### Tasks and exercises
A. In the passage on spherical aberration, what two qualities of an image does spherical aberration reduce?
B. From the passage on spherical aberration, extract word for word the text starting with "Refraction occurs when" and going on through "degree of RI mismatch.".

Avoiding and correcting sample-induced spherical aberration artifacts in 3D fluorescence microscopy

Refraction occurs when light crosses an interface between materials with different refractive indices (RI), which describes the speed at which light travels in a material. Light bends, or refracts, according to Snell’s Law, which defines the angle of bending according to the angle of incidence and the degree of RI mismatch.
Tissue Clearing methods have popularized and streamlined the practice of equalizing the RI throughout a biological sample, which is typically a mess of membranes (RI = 1.46), water (RI = 1.33) and proteins (RI > 1.50), to limit the incoherent scattering of light (explored here by the same authors). However, the light path of a microscope continues beyond the sample, providing ample opportunity for further refraction. Specifically, our recent publication focuses on the small gap between the sample and the objective lens and what care should be taken to match the RI of your sample to the RI of the material filling this gap. Commonly, this gap is filled with air, and the sample itself is protected by a thin sheet of cover glass. In experiments where resolution is maximized, a drop of immersion oil is added between the glass coverslip and an appropriate oil immersion lens. Why oil? The oil itself has a matched refractive index to glass, so that light leaving the cover glass will continue in the same direction rather than bending outward, thereby missing the objective lens. The resolution of the final image as well as its brightness depends on collecting as many of these rays as possible, especially the ones at high angles from the normal. Likewise, when rays enter the sample at different angles (for example, in a point scanning confocal microscope focusing an excitation beam into a sample), these rays are bent at the site of RI mismatch. They bend to varying degrees due to their different incident angles (Snell’s Law), and therefore no longer focus to a point. This is called spherical aberration and reduces both resolution and brightness.
In our paper, we highlight that to minimize spherical aberration, the sample RI must be well matched to the RI of the immersion medium. For example, high RI mounting media (RI ~1.52) match the RI of the cover glass and immersion oil. Other common mounting media for fluorescence microscopy are often glycerol-based and have varied RIs. These are well matched to glycerol immersion objectives while live samples are best imaged with water or silicone oil objectives. Tissue clearing, mentioned above, has introduced a wider variety of mounting media, including glycerol, Dibenzyl ether and Ethyl Cinnamate. Because cleared samples are frequently quite large, many researchers opt for long working distance air objectives to image through these samples. It should be noted, however, that this introduces a large RI mismatch between the air (RI = 1.00) and the high RI clearing media (DBE RI = 1.56) and therefore substantial spherical aberration. Therefore, best practice is to choose an objective optimized for a sample’s particular RI whenever possible.

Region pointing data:
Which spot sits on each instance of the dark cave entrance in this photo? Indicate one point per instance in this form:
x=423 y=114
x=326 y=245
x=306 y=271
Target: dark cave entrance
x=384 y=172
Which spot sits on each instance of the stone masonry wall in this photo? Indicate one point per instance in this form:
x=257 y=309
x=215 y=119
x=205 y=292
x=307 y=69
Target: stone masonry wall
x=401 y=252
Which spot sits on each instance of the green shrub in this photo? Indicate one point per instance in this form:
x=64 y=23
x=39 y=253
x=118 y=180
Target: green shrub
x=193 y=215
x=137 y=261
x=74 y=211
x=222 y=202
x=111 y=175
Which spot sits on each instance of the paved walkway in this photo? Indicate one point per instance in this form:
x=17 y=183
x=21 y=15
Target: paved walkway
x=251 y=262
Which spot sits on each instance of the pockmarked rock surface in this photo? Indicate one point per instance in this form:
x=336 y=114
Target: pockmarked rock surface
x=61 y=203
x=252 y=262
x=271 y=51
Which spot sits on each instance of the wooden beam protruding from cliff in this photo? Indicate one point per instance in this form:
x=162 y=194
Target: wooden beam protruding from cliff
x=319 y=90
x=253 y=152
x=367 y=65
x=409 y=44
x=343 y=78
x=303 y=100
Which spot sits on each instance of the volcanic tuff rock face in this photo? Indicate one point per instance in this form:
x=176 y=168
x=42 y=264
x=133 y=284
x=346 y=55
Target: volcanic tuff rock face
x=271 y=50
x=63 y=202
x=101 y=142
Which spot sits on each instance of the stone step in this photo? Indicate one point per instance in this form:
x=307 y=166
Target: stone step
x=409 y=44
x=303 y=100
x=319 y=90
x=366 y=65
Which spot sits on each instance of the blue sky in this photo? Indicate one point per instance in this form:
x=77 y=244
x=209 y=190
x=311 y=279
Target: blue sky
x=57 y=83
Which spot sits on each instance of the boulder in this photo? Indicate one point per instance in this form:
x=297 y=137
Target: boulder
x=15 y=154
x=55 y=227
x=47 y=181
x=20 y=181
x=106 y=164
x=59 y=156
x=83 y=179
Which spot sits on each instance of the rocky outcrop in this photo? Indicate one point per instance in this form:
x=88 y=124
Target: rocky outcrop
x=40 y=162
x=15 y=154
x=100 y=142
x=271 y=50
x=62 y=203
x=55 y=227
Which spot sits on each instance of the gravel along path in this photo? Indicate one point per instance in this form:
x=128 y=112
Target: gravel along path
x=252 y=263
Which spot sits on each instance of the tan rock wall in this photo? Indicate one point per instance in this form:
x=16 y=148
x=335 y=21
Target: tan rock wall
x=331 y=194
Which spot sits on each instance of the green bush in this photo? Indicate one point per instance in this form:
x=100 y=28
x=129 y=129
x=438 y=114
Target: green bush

### Answers to this exercise
A. It reduces both resolution and brightness.

B.
Refraction occurs when light crosses an interface between materials with different refractive indices (RI), which describes the speed at which light travels in a material. Light bends, or refracts, according to Snell’s Law, which defines the angle of bending according to the angle of incidence and the degree of RI mismatch.